Sometimes we might wonder why we so desperately need to equip our kids to do even the basic of duties around the house. I mean really, it’s pretty much always easier to do it ourselves (especially in the teen years where loads of moans and indignant responses hit our directives). Here’s an article from the Wallstreet Journal that might inspire us all to keep on keepin’ on … for our kids’ sakes.
Plus, for the record (so I won’t forget), working hard breeds hard work. Just tonight I plopped in the lap of my nine-year-old his semester project that is due on Thursday. Today is Tuesday. It’s due Thursday. Oh yeah, have I introduced myself lately? My name is Kay. I’m a recovering enabler, controller, manipulator, grammar hacker … and procrastinator (!!) Yes this project could have been started and completed months ago. Yes he has been asking for weeks that I would go to the store with him and get the goods for his project. Yes, I waited until tonight to hit the store. Why? Who knows. I just hope I don’t pass this annoying gene – okay personality trait – to the kids.
His project? One of the kids’ favorites – Manna Bags. Little brown lunch sacks filled with small things for someone in need. Slow Walker filled his with a bottle of water, a granola bar, some nuts and Hershey Kisses. The latter so he could snag a few while filling the bags. The kid is no dummy. His plan? To set them out at our school’s Grandparent’s Day celebration for people to see, take and give to anyone in need.

Given data
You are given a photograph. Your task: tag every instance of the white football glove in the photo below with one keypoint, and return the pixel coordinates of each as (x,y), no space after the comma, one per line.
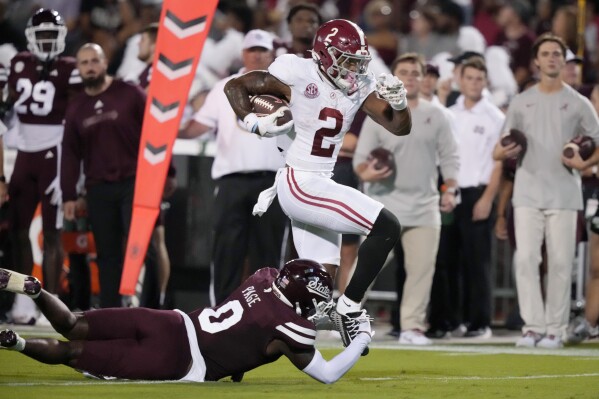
(266,126)
(391,89)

Required action A
Answer these from the blog post:
(i) Which newspaper published the article the writer shares?
(ii) On what day is the nine-year-old's semester project due?
(iii) At what event does he plan to set out his bags?
Required action B
Return the passage of the blog post from "Sometimes we might" to "our kids’ sakes.", copied word for word.

Written answer A
(i) The Wallstreet Journal
(ii) Thursday
(iii) The school's Grandparent's Day celebration

Written answer B
Sometimes we might wonder why we so desperately need to equip our kids to do even the basic of duties around the house. I mean really, it’s pretty much always easier to do it ourselves (especially in the teen years where loads of moans and indignant responses hit our directives). Here’s an article from the Wallstreet Journal that might inspire us all to keep on keepin’ on … for our kids’ sakes.